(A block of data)
————

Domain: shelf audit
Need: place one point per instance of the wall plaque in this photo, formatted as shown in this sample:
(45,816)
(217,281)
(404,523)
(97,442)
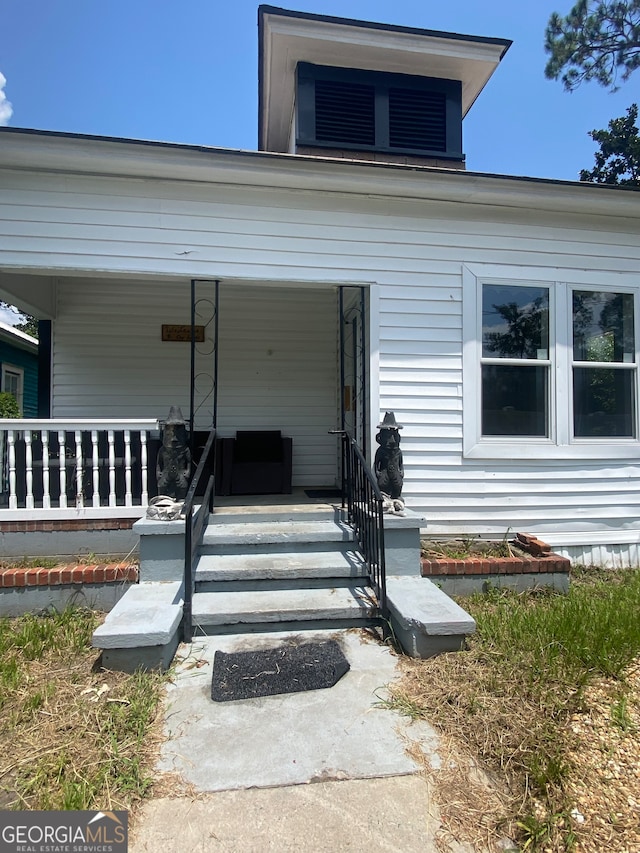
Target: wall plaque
(182,333)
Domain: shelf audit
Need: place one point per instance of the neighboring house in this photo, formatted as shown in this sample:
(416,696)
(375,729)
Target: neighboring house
(19,368)
(497,316)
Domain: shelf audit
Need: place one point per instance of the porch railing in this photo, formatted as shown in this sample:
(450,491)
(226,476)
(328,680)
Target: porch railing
(53,467)
(196,521)
(364,503)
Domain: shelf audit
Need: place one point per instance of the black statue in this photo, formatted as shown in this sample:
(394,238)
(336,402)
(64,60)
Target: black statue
(173,465)
(387,464)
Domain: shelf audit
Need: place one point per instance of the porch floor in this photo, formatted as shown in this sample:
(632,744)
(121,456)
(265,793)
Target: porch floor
(271,503)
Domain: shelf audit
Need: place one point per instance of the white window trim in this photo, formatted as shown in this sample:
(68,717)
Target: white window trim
(560,444)
(19,371)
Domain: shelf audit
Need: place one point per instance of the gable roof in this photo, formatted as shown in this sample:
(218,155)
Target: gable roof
(286,38)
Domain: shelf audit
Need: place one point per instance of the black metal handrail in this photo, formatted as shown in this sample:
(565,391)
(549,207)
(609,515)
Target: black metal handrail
(364,503)
(195,525)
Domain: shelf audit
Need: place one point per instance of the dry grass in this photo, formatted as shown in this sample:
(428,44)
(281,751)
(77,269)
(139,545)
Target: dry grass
(540,719)
(72,736)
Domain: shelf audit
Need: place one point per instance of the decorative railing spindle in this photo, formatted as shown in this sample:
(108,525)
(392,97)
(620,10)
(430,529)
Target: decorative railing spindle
(104,463)
(62,458)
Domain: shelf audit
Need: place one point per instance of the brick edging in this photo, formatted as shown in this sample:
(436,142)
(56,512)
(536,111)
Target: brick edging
(540,560)
(71,574)
(495,566)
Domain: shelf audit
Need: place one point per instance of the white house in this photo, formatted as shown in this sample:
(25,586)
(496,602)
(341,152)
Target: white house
(496,316)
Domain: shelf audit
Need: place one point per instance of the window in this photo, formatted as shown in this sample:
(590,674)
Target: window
(377,111)
(13,382)
(550,367)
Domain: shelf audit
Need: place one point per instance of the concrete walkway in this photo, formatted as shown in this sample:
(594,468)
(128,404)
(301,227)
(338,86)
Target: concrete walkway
(250,763)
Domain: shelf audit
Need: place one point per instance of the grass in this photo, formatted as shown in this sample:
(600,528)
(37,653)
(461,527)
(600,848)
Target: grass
(511,696)
(468,546)
(72,736)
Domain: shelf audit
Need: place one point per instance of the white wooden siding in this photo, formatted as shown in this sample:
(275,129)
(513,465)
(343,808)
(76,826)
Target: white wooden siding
(277,361)
(414,251)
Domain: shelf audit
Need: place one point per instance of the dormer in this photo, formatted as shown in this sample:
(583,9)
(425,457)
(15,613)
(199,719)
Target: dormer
(342,88)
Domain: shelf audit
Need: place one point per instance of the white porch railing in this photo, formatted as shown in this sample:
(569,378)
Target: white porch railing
(74,468)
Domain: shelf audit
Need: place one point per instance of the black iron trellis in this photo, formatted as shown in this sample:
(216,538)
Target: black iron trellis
(196,518)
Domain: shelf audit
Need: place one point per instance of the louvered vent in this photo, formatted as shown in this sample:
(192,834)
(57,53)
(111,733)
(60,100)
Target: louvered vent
(417,120)
(345,113)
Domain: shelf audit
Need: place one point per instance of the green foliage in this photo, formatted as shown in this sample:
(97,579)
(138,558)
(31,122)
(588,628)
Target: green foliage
(598,40)
(71,736)
(9,406)
(618,160)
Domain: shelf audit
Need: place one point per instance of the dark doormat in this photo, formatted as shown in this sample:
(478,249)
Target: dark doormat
(284,669)
(322,494)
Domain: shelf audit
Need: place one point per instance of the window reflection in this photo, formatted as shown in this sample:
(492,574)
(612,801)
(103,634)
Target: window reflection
(603,326)
(514,400)
(515,322)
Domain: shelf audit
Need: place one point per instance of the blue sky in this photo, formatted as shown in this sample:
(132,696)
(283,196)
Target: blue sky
(187,72)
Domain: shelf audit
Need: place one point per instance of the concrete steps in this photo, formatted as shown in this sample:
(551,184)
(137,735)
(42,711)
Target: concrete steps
(280,569)
(261,609)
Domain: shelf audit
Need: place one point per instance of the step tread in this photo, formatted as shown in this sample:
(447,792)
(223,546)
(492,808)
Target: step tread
(297,564)
(272,532)
(223,608)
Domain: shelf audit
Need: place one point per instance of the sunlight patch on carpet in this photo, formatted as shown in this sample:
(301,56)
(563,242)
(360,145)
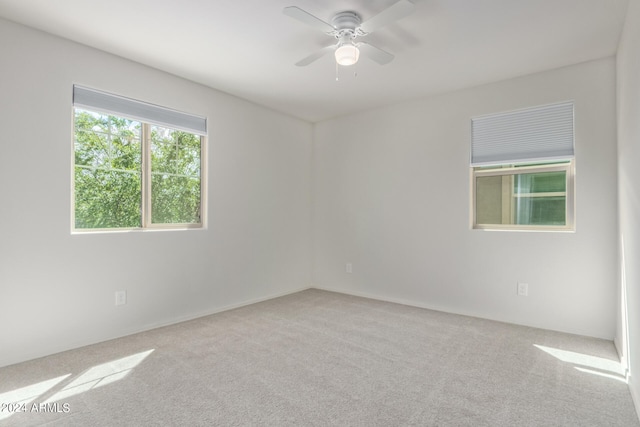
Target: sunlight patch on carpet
(588,364)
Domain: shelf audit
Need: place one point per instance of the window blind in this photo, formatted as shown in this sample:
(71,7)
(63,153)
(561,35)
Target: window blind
(138,110)
(523,136)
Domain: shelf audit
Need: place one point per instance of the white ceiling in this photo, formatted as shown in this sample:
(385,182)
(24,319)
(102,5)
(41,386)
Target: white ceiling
(248,47)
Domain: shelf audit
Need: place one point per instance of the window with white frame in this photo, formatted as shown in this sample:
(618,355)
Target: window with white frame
(136,165)
(522,165)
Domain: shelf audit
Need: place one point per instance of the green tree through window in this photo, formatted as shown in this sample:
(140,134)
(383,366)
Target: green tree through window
(112,188)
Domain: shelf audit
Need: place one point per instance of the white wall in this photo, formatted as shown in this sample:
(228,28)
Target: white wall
(628,67)
(57,289)
(392,196)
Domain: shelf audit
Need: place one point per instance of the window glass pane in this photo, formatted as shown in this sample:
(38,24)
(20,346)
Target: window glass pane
(175,176)
(522,199)
(107,175)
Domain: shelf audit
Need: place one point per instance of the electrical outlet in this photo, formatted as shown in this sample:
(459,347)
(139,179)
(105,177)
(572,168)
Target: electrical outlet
(121,297)
(523,289)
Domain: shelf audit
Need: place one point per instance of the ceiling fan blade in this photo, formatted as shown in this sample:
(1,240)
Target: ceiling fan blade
(315,56)
(309,19)
(375,53)
(394,12)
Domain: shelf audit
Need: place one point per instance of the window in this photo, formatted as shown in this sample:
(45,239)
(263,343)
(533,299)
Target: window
(523,169)
(136,165)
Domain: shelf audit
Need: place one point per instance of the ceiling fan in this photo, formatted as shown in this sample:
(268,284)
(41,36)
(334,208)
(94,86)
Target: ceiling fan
(346,27)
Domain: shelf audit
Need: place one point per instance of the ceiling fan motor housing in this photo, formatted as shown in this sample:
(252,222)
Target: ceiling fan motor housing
(346,23)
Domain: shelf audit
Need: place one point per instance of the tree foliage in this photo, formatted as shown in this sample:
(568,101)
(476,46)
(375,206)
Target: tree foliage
(109,174)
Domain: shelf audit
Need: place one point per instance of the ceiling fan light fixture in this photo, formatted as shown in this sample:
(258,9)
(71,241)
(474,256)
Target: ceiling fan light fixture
(347,54)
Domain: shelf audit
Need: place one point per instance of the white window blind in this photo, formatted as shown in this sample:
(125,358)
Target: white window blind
(523,136)
(104,102)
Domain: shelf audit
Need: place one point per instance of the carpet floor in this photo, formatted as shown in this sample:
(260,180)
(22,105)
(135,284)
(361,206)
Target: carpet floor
(318,358)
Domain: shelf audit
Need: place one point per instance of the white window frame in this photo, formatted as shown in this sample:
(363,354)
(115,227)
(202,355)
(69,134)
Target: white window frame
(509,170)
(146,172)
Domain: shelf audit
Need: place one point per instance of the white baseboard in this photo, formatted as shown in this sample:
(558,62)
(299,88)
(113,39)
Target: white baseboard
(123,333)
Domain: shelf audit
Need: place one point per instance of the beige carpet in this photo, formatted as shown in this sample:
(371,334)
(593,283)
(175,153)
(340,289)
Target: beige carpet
(321,358)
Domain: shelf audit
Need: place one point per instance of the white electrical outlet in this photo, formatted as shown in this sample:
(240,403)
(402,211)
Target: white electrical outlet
(121,297)
(523,289)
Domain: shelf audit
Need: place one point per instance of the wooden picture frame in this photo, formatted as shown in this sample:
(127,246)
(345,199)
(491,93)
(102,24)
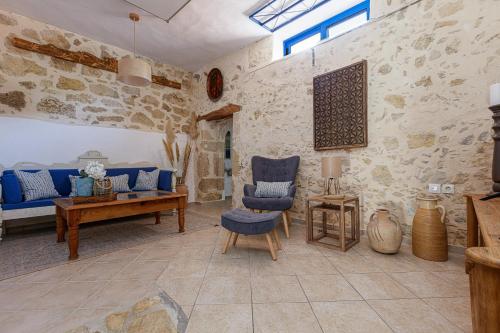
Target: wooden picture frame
(340,108)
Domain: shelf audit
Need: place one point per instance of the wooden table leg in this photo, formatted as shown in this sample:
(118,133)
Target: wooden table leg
(342,227)
(324,223)
(180,218)
(285,224)
(472,225)
(73,234)
(60,225)
(358,221)
(353,224)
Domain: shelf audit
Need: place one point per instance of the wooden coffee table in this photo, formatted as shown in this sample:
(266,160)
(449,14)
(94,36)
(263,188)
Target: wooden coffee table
(69,216)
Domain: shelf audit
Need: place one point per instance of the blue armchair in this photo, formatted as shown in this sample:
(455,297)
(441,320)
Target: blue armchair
(272,170)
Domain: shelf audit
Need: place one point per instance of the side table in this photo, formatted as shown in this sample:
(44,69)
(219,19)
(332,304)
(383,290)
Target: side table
(317,233)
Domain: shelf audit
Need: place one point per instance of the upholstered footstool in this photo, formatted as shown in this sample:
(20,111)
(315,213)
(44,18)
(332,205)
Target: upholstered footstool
(240,221)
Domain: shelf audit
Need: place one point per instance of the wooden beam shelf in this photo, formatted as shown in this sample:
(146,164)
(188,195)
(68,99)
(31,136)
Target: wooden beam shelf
(222,113)
(84,58)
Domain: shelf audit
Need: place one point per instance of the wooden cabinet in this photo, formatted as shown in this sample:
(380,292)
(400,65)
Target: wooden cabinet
(483,262)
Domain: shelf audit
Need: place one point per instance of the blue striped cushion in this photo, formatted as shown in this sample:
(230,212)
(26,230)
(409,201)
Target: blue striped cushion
(272,190)
(147,181)
(120,183)
(37,185)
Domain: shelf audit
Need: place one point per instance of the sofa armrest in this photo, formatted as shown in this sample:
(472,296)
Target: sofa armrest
(165,180)
(249,190)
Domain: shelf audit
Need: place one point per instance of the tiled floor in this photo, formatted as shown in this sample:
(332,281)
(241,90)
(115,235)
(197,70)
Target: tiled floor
(308,289)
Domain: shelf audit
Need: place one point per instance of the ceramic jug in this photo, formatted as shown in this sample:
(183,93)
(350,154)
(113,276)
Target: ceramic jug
(429,236)
(384,233)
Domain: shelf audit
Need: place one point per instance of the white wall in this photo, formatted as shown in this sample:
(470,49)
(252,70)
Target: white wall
(29,140)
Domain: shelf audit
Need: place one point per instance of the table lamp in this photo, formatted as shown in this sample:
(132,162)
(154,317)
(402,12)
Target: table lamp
(331,170)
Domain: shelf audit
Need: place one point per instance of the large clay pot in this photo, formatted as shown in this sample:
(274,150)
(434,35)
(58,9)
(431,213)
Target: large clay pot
(384,233)
(429,237)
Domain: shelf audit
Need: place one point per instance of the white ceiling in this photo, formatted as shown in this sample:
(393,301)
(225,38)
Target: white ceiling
(202,32)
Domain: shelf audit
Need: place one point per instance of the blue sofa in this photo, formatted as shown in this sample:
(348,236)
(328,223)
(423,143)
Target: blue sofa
(13,205)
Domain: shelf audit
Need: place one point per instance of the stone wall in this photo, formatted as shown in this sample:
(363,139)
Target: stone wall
(429,68)
(38,86)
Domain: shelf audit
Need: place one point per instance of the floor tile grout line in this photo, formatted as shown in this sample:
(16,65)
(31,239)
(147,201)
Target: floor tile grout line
(310,305)
(367,303)
(439,313)
(195,303)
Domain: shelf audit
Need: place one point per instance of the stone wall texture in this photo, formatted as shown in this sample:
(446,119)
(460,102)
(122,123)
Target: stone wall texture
(39,86)
(430,64)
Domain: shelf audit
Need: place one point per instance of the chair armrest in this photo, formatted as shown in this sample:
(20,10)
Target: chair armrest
(249,190)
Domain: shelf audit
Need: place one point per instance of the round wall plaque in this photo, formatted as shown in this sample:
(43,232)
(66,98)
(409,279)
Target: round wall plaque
(215,84)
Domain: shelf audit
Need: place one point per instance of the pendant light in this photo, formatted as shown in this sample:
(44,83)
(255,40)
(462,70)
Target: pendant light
(131,70)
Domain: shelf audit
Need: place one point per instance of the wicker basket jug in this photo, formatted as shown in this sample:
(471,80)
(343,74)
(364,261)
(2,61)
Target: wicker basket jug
(429,236)
(103,187)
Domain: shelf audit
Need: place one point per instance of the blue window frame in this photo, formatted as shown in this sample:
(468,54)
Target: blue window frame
(323,28)
(278,13)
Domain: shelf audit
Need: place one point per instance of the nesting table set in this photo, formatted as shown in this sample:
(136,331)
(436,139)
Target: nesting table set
(346,211)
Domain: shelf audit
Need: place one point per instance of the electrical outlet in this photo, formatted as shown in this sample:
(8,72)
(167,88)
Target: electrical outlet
(434,188)
(448,188)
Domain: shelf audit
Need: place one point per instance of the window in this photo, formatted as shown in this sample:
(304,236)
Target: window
(278,13)
(333,27)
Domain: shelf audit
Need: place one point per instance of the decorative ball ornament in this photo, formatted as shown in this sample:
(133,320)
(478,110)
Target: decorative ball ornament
(215,85)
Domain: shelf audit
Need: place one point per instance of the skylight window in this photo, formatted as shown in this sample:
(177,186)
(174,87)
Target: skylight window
(278,13)
(337,25)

————

Pull out every line from the entries above that contains the word "lamp".

Need: place one point per instance of the table lamp in this photo, formatted as shown in this sample:
Target: table lamp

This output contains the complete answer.